## [INFORMATION SHOWN]
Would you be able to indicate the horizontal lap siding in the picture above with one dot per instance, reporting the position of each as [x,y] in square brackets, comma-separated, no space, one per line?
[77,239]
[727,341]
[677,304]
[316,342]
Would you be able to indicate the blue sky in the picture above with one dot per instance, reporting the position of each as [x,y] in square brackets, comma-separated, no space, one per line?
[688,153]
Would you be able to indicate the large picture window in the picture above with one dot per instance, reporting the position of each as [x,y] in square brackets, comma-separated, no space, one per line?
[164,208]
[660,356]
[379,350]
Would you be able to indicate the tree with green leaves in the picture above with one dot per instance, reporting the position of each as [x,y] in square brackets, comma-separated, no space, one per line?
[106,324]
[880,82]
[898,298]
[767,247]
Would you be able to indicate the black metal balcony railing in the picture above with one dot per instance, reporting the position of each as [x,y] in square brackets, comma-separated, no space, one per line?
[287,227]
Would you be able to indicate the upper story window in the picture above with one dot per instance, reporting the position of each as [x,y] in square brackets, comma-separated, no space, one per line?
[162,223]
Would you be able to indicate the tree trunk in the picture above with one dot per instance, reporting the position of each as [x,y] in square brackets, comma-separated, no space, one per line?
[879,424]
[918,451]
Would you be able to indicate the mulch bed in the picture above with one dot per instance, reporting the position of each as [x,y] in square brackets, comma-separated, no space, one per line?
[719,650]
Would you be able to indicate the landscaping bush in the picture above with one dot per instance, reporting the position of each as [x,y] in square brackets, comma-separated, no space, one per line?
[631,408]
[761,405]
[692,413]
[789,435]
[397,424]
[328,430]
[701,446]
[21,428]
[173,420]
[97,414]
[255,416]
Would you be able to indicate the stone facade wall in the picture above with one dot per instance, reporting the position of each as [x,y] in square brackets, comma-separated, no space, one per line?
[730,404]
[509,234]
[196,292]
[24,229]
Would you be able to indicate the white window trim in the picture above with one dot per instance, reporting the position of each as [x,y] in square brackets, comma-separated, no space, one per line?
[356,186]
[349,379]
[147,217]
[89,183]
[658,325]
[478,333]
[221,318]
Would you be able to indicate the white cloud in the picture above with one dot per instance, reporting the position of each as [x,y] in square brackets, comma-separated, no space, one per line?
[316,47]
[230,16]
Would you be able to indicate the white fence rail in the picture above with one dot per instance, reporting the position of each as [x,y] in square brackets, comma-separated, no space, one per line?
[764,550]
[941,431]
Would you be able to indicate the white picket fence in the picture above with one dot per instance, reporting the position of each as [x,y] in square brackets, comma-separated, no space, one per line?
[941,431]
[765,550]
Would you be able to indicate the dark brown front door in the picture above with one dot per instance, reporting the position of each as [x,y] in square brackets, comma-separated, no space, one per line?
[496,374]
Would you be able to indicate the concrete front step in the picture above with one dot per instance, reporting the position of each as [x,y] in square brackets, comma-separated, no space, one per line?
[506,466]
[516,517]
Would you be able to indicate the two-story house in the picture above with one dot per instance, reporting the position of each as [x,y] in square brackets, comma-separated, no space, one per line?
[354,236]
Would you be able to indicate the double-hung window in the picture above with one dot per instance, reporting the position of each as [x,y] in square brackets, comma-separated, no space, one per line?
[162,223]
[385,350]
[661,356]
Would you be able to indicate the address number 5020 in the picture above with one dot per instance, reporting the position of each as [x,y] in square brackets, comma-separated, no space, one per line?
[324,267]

## [TO DO]
Every entry above must be reproduced word for word.

## [TASK OUTPUT]
Would you be able to indicate the horizontal lap siding in the picture above with one dot per instance, reporting the position of each as [x,y] in square brackets, comma-separated, no space, one per line?
[77,239]
[727,341]
[677,304]
[316,342]
Would you be able to indicate the blue sky in the picture above with one dot per instance, reporting the position of each as [x,y] in square brackets, comma-separated, no space, one per line?
[688,153]
Would you be able to indicate the large picture window in the picture above with one dot per instance, reporting the position of each as [x,y] in square brackets, comma-separated, no space, one per line?
[164,208]
[660,356]
[379,350]
Would you be able to indicate the tree with green leaves in the picture above with one dot per instance, reporting the position of each as [x,y] in square brackets, comma-separated, no space, one per line?
[106,324]
[880,82]
[898,298]
[767,247]
Would you be able to indicate the black metal balcony railing in the picture above with one dot per instance, reporting the position of each as [x,y] in square brackets, comma-separated, no space, one per line?
[287,227]
Would you be able to indicate the upper story window in the picture above with one dot per instance, reporting the position of each as [x,y] in square brackets, comma-separated, no space, one per line?
[162,223]
Would you be able to indicate the tree trunk in the picture above with one dot per instance, reporting the position of each as [x,y] in square brackets, comma-separated, no space, one per line?
[879,424]
[918,451]
Would you be able to indicate the mulch bed in the picture above with one dot per instance, reporting the position of each as [x,y] in square brackets, comma-separated, no space, one per line?
[719,650]
Would you be able to indicate the landscaping bush in the picture above with one dot per instance, reporting the position of each as [x,y] in square brackets, comma-separated, no space, one per line?
[631,408]
[761,405]
[692,413]
[789,435]
[397,424]
[328,430]
[701,446]
[21,428]
[173,420]
[97,414]
[255,416]
Would you be able to indicate the stone facade wall in the picture above with one dot per instance, reporting the position of each as [x,y] in square brackets, comma-separated, no space, one per line?
[730,404]
[509,234]
[196,292]
[24,229]
Would you be able to indicate the white window trim in the picture above with one dot per instance, reporting the position of each as [x,y] in square brackets, comma-separated, no space, one per line?
[356,186]
[349,379]
[147,217]
[89,183]
[658,325]
[478,333]
[221,318]
Would you be able to indicate the white cloud in the picture above with one dot per instance, reporting the position of each as [x,y] in square brackets, comma-separated, no space, one per line?
[316,47]
[230,16]
Would you be able to indicate the white fence rail in the picture above with one dot per instance, reporting the position of each as [x,y] in square brackets, comma-separated, no space, one per line?
[764,550]
[941,431]
Would you be able to indicate the white picket fence in the picture above with one dot per instance, reporting the position of each as [x,y] in square brackets, comma-separated, no space, one per line?
[941,431]
[765,550]
Would you be able to indicate the dark brown front door in the picture above with one dot per instance, reporting the position of each as [x,y] in square brackets, comma-separated, no space, one per line?
[496,374]
Would you be able to indicate the concrete front step in the picture above with one dot per instance, reporting the position of each as [x,y] in square brackets, comma-separated, no space, one per line?
[506,466]
[516,517]
Would you be able to indicate the two-story house in the picture above with one dot per instance, reporting the position of each as [x,y] in square brackets, comma-separated, no space, one per line?
[354,236]
Would you be able to indicate the double-hung window in the picture above with one dot per instance, reporting the position of each as [x,y] in square brackets, comma-separated, no space, one per line?
[162,223]
[385,350]
[661,356]
Would you be able to indicate the address number 5020 in the picture above with one dot per instance, reporting the position of each as [x,y] in square brackets, comma-separated, no space, one per line?
[324,267]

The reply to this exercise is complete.